REQUIRED TASK —
Count the lines in the material below that contain the string "spectator", treating case as significant, and reply with the number only.

STORED DATA —

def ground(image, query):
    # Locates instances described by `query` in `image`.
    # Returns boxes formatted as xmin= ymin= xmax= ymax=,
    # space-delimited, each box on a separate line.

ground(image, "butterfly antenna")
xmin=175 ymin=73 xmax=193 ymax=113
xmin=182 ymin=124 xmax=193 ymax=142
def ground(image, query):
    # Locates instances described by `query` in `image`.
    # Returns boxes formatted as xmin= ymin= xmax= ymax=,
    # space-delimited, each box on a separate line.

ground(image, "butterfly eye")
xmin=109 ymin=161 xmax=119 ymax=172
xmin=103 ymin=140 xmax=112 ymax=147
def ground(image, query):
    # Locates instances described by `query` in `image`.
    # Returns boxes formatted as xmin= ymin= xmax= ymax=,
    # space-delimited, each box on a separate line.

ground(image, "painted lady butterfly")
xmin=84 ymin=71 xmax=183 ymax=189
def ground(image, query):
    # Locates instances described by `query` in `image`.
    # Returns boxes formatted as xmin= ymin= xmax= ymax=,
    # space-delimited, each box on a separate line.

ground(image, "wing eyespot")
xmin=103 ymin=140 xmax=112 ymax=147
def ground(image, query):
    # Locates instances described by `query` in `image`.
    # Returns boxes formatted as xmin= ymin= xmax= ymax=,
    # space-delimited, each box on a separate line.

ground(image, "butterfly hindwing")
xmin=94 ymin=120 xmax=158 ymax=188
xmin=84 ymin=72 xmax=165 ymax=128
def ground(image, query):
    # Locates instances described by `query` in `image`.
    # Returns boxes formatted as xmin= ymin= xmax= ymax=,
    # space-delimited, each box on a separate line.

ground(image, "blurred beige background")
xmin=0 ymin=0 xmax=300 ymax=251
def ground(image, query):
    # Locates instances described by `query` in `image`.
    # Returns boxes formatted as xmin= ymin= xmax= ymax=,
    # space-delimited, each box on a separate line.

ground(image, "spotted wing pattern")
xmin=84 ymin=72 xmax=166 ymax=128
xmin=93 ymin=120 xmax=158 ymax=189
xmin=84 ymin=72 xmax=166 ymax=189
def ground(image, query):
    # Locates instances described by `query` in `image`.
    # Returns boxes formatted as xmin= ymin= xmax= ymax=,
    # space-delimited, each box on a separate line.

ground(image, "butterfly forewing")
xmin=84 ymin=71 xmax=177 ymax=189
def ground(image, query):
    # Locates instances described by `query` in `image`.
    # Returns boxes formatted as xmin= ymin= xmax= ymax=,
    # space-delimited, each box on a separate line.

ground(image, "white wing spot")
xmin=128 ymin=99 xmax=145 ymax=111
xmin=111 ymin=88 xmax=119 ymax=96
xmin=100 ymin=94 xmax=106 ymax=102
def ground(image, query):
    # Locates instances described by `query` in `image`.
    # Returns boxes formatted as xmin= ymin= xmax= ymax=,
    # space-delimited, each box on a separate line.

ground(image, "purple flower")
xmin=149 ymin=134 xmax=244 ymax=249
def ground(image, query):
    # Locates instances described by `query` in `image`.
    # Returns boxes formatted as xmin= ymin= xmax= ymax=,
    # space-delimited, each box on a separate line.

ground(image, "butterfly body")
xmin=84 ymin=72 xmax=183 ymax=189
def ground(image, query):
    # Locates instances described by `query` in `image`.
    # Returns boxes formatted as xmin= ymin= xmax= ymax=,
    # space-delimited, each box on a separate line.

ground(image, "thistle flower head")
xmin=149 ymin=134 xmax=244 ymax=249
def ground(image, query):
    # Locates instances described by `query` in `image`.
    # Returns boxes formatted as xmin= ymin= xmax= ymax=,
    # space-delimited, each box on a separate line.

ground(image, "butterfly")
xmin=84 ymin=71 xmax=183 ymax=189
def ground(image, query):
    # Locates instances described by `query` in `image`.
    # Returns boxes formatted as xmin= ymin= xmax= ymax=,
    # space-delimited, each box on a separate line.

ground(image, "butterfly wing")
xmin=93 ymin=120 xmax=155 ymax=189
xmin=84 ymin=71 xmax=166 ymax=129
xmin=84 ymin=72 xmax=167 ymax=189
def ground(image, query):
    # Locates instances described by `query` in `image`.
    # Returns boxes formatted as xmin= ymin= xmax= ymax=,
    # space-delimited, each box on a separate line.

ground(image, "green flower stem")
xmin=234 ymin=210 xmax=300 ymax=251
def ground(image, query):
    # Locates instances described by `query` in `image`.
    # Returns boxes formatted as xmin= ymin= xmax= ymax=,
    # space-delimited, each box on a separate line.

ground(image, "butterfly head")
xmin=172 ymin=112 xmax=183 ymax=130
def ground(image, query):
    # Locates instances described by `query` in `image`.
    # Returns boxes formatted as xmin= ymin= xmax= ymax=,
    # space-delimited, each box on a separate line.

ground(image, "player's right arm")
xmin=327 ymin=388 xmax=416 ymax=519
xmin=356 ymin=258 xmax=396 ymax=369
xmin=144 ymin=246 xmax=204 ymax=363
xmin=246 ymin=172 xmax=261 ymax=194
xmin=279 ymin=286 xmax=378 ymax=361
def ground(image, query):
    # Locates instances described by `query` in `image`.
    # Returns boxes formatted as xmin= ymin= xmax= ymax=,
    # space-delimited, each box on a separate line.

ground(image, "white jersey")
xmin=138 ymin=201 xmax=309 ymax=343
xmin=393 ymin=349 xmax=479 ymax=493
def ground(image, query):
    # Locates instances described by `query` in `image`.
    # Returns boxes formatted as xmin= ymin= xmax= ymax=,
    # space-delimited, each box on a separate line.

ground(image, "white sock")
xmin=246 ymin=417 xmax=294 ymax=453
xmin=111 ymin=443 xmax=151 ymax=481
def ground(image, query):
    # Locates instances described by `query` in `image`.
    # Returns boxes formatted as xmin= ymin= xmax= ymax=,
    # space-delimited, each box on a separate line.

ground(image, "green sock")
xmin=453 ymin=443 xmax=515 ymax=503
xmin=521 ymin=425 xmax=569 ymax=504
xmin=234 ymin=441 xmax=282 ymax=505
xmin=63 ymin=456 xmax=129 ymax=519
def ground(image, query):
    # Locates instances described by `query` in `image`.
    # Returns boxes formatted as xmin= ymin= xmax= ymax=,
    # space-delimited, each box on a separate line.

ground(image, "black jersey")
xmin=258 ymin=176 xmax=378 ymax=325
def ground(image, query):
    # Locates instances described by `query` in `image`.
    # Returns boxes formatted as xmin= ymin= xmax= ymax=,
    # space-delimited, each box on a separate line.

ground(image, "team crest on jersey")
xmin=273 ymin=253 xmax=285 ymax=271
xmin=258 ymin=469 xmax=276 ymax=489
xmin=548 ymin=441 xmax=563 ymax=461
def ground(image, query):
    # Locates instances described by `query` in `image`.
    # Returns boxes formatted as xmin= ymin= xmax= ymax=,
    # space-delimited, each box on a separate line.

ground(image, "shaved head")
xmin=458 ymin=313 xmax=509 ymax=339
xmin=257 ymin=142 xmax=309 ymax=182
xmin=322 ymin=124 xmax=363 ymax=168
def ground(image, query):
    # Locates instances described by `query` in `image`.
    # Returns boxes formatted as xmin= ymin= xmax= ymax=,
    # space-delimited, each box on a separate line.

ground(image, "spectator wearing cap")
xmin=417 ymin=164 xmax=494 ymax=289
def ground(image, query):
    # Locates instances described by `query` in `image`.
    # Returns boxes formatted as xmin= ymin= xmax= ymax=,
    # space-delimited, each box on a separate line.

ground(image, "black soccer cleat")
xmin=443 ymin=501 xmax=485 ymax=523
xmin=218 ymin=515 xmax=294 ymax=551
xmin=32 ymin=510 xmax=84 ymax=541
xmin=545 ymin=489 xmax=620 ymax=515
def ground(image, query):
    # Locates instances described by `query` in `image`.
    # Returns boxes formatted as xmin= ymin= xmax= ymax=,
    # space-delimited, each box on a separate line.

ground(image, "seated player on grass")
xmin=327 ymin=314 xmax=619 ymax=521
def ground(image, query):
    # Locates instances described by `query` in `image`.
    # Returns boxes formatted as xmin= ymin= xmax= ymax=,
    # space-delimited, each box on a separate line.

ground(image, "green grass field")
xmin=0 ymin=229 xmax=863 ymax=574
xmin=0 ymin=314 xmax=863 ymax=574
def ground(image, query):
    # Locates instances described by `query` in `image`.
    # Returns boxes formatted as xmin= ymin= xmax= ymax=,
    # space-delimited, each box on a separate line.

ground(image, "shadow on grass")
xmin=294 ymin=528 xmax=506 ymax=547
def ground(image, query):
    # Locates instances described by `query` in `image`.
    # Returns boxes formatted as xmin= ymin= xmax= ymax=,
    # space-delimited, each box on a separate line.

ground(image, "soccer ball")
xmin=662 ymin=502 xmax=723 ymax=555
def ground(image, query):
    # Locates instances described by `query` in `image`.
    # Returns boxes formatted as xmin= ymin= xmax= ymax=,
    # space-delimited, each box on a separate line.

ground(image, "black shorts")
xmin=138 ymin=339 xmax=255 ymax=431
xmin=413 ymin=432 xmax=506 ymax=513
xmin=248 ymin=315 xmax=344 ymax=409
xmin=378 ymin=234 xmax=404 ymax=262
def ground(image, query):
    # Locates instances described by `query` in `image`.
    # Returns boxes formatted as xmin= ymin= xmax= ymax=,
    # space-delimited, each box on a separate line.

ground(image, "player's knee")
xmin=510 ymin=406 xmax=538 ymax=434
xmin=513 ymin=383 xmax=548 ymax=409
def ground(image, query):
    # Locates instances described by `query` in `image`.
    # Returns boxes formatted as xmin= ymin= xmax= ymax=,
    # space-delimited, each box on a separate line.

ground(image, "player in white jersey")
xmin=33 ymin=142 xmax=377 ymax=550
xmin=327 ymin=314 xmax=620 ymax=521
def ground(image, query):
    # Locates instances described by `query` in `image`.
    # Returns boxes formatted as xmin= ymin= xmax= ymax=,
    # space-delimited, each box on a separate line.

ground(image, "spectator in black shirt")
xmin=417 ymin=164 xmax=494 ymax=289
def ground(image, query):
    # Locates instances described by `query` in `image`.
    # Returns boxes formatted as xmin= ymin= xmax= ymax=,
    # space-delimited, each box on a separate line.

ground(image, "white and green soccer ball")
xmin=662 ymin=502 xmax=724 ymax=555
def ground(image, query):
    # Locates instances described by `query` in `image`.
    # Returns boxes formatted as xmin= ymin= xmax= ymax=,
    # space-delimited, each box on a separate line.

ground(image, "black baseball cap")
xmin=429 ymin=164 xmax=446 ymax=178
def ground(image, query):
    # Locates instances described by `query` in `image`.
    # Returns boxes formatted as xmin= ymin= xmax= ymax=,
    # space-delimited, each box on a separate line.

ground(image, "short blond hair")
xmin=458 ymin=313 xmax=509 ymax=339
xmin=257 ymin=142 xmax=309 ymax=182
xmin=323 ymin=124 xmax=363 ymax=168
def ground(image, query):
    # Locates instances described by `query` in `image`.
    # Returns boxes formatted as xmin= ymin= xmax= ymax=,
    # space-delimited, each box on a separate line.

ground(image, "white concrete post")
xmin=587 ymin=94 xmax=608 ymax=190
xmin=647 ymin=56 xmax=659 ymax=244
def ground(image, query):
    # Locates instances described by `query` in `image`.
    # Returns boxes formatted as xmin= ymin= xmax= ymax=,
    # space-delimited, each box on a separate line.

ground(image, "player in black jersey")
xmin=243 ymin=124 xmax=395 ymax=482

TASK OUTPUT —
2